Dataset lines:
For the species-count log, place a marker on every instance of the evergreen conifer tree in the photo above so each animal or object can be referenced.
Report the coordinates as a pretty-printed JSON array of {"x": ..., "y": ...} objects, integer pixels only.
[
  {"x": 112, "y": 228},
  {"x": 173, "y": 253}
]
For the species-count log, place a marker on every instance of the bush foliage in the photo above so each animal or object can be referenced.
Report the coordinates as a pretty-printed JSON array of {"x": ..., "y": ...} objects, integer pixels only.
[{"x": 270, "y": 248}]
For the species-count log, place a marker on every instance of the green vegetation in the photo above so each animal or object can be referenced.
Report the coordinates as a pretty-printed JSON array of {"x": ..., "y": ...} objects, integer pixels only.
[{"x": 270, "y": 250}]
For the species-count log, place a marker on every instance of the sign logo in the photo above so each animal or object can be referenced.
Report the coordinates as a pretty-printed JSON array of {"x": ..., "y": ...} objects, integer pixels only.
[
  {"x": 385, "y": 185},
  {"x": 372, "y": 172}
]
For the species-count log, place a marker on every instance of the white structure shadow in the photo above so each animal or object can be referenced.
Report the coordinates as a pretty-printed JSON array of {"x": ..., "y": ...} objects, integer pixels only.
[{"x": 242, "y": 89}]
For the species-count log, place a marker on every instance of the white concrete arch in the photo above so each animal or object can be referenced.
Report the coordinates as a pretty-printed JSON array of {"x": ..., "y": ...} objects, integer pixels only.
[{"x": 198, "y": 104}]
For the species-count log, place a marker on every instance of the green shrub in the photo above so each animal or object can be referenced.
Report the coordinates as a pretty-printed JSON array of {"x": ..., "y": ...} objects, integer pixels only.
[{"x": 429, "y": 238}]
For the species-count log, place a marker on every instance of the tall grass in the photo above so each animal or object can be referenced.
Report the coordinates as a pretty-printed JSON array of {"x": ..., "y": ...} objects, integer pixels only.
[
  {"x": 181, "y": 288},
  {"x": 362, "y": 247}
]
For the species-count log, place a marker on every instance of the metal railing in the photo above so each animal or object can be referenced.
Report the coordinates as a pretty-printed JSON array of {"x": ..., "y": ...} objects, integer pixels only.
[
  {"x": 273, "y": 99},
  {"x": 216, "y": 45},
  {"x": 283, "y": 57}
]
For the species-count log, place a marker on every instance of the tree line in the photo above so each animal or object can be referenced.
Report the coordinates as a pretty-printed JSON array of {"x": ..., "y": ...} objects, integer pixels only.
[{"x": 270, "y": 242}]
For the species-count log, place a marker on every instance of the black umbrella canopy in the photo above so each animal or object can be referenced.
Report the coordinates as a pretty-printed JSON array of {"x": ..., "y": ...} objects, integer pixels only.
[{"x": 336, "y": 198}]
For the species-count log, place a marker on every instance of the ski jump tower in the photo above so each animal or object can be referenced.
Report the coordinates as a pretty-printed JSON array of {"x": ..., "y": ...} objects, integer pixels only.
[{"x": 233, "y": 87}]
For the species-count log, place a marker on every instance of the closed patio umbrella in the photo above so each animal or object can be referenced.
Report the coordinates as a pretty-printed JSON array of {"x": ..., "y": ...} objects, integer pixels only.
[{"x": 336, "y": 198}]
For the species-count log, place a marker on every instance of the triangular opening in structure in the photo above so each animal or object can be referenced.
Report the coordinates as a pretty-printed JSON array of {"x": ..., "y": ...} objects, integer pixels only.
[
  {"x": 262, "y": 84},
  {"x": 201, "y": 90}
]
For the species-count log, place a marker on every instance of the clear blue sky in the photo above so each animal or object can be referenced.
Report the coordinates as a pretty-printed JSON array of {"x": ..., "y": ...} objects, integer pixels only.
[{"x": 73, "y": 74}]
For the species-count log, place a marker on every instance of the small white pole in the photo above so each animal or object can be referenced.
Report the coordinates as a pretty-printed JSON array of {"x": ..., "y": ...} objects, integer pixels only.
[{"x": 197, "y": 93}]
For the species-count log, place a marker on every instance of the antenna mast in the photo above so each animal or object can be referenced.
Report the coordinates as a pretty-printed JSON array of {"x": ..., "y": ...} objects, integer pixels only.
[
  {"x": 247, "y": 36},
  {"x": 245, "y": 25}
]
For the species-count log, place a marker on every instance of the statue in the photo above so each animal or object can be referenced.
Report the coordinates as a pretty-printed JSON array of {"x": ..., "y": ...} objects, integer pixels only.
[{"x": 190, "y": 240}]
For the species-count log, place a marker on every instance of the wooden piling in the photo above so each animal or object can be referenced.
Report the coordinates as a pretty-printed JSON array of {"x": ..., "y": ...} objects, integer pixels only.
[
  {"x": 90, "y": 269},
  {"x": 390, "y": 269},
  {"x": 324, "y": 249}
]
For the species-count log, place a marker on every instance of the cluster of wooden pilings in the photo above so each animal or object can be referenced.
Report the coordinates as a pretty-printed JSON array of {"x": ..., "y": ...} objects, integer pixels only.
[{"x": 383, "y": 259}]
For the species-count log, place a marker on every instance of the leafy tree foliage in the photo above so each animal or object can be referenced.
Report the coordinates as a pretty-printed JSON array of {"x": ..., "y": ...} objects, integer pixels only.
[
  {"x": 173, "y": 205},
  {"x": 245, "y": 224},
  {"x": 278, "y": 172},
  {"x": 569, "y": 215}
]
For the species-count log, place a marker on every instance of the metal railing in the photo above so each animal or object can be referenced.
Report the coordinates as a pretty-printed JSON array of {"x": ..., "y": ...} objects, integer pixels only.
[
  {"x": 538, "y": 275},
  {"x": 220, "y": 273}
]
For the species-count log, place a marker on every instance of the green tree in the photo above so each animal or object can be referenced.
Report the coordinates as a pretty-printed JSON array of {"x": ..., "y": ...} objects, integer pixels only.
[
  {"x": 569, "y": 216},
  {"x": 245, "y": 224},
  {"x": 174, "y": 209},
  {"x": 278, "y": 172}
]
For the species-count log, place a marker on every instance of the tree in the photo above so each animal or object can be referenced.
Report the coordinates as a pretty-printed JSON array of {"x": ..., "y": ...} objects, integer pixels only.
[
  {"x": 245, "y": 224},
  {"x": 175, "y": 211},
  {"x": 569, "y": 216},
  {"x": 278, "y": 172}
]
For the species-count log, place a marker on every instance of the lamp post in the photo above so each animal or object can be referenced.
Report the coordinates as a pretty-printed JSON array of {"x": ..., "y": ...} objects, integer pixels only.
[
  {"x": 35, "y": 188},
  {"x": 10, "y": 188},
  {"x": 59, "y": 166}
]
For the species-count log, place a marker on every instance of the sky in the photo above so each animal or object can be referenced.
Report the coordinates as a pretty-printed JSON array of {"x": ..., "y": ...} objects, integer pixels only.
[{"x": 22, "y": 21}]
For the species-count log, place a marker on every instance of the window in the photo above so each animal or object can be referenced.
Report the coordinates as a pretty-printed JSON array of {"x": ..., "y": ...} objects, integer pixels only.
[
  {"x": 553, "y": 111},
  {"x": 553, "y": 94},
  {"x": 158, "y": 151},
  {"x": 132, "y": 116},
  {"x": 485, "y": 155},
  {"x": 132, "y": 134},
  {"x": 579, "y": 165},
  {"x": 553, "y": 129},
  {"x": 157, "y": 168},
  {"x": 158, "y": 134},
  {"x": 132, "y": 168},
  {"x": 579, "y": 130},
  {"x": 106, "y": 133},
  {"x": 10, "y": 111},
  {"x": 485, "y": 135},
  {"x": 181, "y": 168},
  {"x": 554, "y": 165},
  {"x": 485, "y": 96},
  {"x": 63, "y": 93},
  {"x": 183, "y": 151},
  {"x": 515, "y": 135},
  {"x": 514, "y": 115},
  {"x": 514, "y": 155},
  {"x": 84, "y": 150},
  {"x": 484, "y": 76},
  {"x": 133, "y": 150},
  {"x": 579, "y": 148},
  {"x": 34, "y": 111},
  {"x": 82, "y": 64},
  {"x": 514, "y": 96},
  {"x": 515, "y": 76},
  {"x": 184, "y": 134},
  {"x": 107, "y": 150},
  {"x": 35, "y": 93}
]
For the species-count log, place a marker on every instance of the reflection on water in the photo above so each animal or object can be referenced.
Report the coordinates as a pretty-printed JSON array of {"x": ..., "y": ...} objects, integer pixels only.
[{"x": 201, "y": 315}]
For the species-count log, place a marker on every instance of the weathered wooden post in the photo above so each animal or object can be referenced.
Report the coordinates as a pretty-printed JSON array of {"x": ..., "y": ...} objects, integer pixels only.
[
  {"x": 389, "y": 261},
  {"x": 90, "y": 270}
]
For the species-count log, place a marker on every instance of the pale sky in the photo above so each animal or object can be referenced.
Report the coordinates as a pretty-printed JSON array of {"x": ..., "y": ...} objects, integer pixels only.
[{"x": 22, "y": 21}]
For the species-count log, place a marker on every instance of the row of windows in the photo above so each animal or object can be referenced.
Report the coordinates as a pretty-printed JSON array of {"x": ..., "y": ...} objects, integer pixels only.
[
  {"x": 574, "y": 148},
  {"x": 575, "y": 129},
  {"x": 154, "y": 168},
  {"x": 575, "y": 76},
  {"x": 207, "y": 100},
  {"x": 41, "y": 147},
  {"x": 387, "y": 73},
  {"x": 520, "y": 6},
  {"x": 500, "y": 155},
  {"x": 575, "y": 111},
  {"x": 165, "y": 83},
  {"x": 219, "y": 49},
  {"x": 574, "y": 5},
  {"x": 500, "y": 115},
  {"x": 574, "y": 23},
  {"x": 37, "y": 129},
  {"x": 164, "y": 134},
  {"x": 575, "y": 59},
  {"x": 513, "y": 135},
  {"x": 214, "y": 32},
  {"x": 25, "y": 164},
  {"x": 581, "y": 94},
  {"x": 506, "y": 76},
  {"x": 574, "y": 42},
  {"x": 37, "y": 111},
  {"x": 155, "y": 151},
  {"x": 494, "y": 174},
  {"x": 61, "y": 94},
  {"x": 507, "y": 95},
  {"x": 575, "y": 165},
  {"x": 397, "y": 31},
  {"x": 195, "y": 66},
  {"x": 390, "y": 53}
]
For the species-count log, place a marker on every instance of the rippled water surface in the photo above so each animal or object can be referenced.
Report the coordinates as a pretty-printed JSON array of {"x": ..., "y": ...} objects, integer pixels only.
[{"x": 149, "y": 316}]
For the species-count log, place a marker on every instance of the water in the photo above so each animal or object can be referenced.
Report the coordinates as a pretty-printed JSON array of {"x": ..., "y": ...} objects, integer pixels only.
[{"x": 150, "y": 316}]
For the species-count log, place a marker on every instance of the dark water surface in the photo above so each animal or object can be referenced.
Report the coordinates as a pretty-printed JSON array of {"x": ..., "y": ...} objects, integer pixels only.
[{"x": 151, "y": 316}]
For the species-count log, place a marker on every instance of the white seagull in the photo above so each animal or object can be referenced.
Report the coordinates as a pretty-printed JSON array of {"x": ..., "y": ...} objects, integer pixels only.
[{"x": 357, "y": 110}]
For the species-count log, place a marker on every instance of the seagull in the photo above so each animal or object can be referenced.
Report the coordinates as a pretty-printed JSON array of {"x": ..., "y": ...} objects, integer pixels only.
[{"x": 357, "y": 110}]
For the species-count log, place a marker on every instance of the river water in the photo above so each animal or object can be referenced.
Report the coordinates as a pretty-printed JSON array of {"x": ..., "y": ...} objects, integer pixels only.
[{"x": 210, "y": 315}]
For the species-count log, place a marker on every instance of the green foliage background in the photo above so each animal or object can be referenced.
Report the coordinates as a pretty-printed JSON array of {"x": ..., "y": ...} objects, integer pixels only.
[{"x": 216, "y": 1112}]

Work required: Output, unchanged, the lines from the one containing "the green foliage" through the final line.

Expected answer:
For the species-count log, place a marker on every instance of the green foliage background in the photo above so each animal or object can be referenced.
Report the coordinates as a pretty-printed JSON array of {"x": ..., "y": ...} objects, integer pixels only.
[{"x": 216, "y": 1112}]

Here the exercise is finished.